-- 元の文章 --
▼
起こったことは常に正しい。

by Shogo

ウイーンへのフライトがキャンセルになり、フランクフルトで5時間も時間をつぶすことになった。おかげで朝の8時について午前中に家に帰って、そばでも食べて夜出かけるまで昼寝と思っていたが、午後3時到着なので、家に帰って風呂に入って、着替えてすぐ出かけなければならない。

この失われた半日以上は大きい。何でこんな空港のラウンジで5時間もいなければいけないのか。プラハでも結局二度もラウンジに行って数時間をつぶした。それでも起こったことは常に正しい。そう思うことにしよう。一人で一週間も旅行して、事故もなく楽しい時間をすごしたのだから、この程度のことはたいしたことではない。

予定外のことが起こると人は興奮する。私もその一人だ。失ったもの、失った時間、損をした気がして怒りっぽくなるのだ。私と同じ飛行機の中国人はグランドアテンダントに中国語でどなっていた。何が問題かも分からないが、すごい勢いだ。怒鳴る必要はないでしょうとたしなめられていた。

私も、便の変更のために20人程度並んでいる列の最前列に行ったら、後ろの列の人たちが怒鳴りだした。マイレージのステイタスで当然の権利だから当然と説明したが収まらない。係員を呼んで説明してもらったら納得したのか静かになった。でも後ろに視線が痛い。フライトがキャンセルだからみんな旅程に影響がでる。一人に5分以上かかっているので、後ろに人は1時間なんてものではない時間をチケットオフィスの前で待たなければならない。割り込みと思われたら怒鳴るのは当たり前だろう。

それに、キャンセルもひどかった。少し遅れて搭乗が始まり、小さな飛行機なのでバスに乗り込んで出発を待っていたら、バスを降ろされてまた待って、それでキャンセル。チェックインした荷物を到着ロビーまで行ってピックアップして、それからチケットオフィスに行けというのだから不満がたまるだろう。誰だってそうだ。失われる時間、予定の変更。到着地での約束。

経験とは失敗につける名前のことだという言葉があるそうだが、キャンセルは自分の失敗ではない。今後に生かせる教訓もない。機材の故障か何かの都合なのだろう。でも起こったことだ。生きているといろいろなことが起こる。うれしいこと、悲しいこと、努力の結果、予期しない結果。起こったことはすべて正しい。最近有名な女史にそんなタイトルの本があるが、ほんとうにそう思う。そう思うようにしようとすることは精神衛生にも良い。がんにかかった人の精神状態は最初が怒りで5段階目は受容だ。途中は忘れた。今度調べてみよう。
▲
-- 渡された情報 --
▼
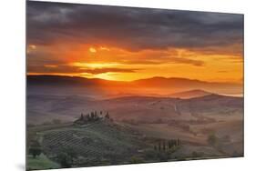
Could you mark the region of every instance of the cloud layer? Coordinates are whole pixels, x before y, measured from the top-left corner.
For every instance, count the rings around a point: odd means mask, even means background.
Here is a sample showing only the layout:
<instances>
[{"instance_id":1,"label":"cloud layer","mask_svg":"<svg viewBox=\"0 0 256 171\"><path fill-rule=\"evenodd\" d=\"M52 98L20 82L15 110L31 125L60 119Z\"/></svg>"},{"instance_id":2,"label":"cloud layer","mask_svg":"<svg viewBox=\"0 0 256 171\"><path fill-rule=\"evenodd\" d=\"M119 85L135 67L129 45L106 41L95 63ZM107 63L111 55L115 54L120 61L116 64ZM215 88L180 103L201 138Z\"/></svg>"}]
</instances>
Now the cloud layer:
<instances>
[{"instance_id":1,"label":"cloud layer","mask_svg":"<svg viewBox=\"0 0 256 171\"><path fill-rule=\"evenodd\" d=\"M28 2L29 44L108 44L130 51L242 45L243 15L220 13ZM235 49L241 54L241 49Z\"/></svg>"}]
</instances>

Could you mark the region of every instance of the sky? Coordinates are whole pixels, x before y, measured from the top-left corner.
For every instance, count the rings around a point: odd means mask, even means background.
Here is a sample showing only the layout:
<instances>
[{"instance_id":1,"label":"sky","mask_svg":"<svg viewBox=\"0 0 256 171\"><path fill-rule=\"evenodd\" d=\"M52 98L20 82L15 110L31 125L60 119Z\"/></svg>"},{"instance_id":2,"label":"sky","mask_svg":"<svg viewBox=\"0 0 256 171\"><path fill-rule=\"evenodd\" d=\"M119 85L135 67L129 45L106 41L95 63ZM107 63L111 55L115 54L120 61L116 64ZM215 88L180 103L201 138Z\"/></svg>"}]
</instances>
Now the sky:
<instances>
[{"instance_id":1,"label":"sky","mask_svg":"<svg viewBox=\"0 0 256 171\"><path fill-rule=\"evenodd\" d=\"M243 80L242 15L33 1L26 15L28 75Z\"/></svg>"}]
</instances>

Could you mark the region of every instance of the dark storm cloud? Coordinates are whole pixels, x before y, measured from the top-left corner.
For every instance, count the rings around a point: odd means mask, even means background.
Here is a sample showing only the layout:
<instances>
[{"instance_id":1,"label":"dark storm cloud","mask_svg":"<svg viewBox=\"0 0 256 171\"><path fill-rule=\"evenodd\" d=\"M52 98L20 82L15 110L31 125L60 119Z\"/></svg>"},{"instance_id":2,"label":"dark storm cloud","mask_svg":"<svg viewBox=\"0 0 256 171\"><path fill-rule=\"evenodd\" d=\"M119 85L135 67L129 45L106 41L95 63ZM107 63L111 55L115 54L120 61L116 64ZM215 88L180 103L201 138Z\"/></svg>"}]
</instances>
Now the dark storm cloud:
<instances>
[{"instance_id":1,"label":"dark storm cloud","mask_svg":"<svg viewBox=\"0 0 256 171\"><path fill-rule=\"evenodd\" d=\"M27 38L36 45L68 41L130 51L207 47L221 53L226 46L242 45L243 15L29 2Z\"/></svg>"}]
</instances>

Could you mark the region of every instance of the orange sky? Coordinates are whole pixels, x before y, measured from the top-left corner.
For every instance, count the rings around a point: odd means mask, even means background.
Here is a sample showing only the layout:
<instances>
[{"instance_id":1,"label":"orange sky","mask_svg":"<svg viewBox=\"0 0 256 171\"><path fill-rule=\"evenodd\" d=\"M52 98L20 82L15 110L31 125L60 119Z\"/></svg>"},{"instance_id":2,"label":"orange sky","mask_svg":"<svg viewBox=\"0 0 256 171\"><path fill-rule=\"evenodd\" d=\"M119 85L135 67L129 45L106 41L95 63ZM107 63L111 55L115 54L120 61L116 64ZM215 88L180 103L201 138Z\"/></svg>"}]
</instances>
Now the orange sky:
<instances>
[{"instance_id":1,"label":"orange sky","mask_svg":"<svg viewBox=\"0 0 256 171\"><path fill-rule=\"evenodd\" d=\"M29 2L28 75L242 83L243 15Z\"/></svg>"},{"instance_id":2,"label":"orange sky","mask_svg":"<svg viewBox=\"0 0 256 171\"><path fill-rule=\"evenodd\" d=\"M44 65L46 72L28 74L78 75L119 81L164 76L241 83L243 77L242 57L232 54L212 55L185 48L129 52L107 45L56 46L50 48L61 51L55 57L60 59L63 65ZM66 48L67 46L71 48ZM27 53L33 55L38 51L47 51L47 48L49 47L30 45ZM67 68L67 72L59 72L62 67Z\"/></svg>"}]
</instances>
▲
-- 作業の指示 --
1. フライトのキャンセルについての文章を読んで、次の問いに答えてください。
(a) 筆者はフランクフルトで何時間つぶすことになったか。
(b) 筆者はプラハでラウンジに何回行ったか。
(c) 便の変更のための列には何人くらい並んでいたか。
2. フライトのキャンセルについての文章にある「経験とは失敗につける名前のことだという言葉があるそうだが、キャンセルは自分の失敗ではない。」という一文を英語に訳してください。
3. フライトのキャンセルについての文章を、最後の文のあとから引き継いで書き進めてください。

-- 課題ごとの答え --
1.
(a) 5時間
(b) 二度
(c) 20人程度

2. There is apparently a saying that experience is the name we give to our mistakes, but the cancellation was not my mistake.

3.
ただし、歴史などを考えると人種や言語、宗教が絡むとそうも思えない。今回知ったがチェコとドイツの歴史は日本と韓国に少し似ている。古くは関係が逆で、進んだ農耕などの技術を持ったドイツ人が、ヨーロッパの中心とも言えるチェコのエリアに移住してきた。次第にドイツ系の人が力を持ったようだが、日本の場合は半島から進んだ技術を持つ人が望まれて、あるいは強制的に日本に移住した。ただ、大きな勢力にはならなかった。島国と山の向こうは隣の国や隣の人種という違いもあるかもしれない。日本と朝鮮の場合は19世紀に関係が逆転して日本が朝鮮を併合する。チェコとドイツの場合は、ナチスドイツがチェコを併合する(併合だったかな、形だけの自治という方式だったかな、今は分からない)少し酔ってきたようだ。

プラハの空港についてチェックインを済ませてすっかり帰国モードで朝からビールを飲んでいるので酔っ払い気味。出国手続きが終わると半分帰ったような気になる。撮影済みのフィルムをセキュリティで別にチェックしてもらって小銭でチョコレートを買って、それから午前中だけどビール。それで、ほろ酔いであの騒ぎだから、新しいフライトまでの時間もまた飲んでいた。ラウンジで飲んで飛行機で飲んで、またここでも飲んでいる。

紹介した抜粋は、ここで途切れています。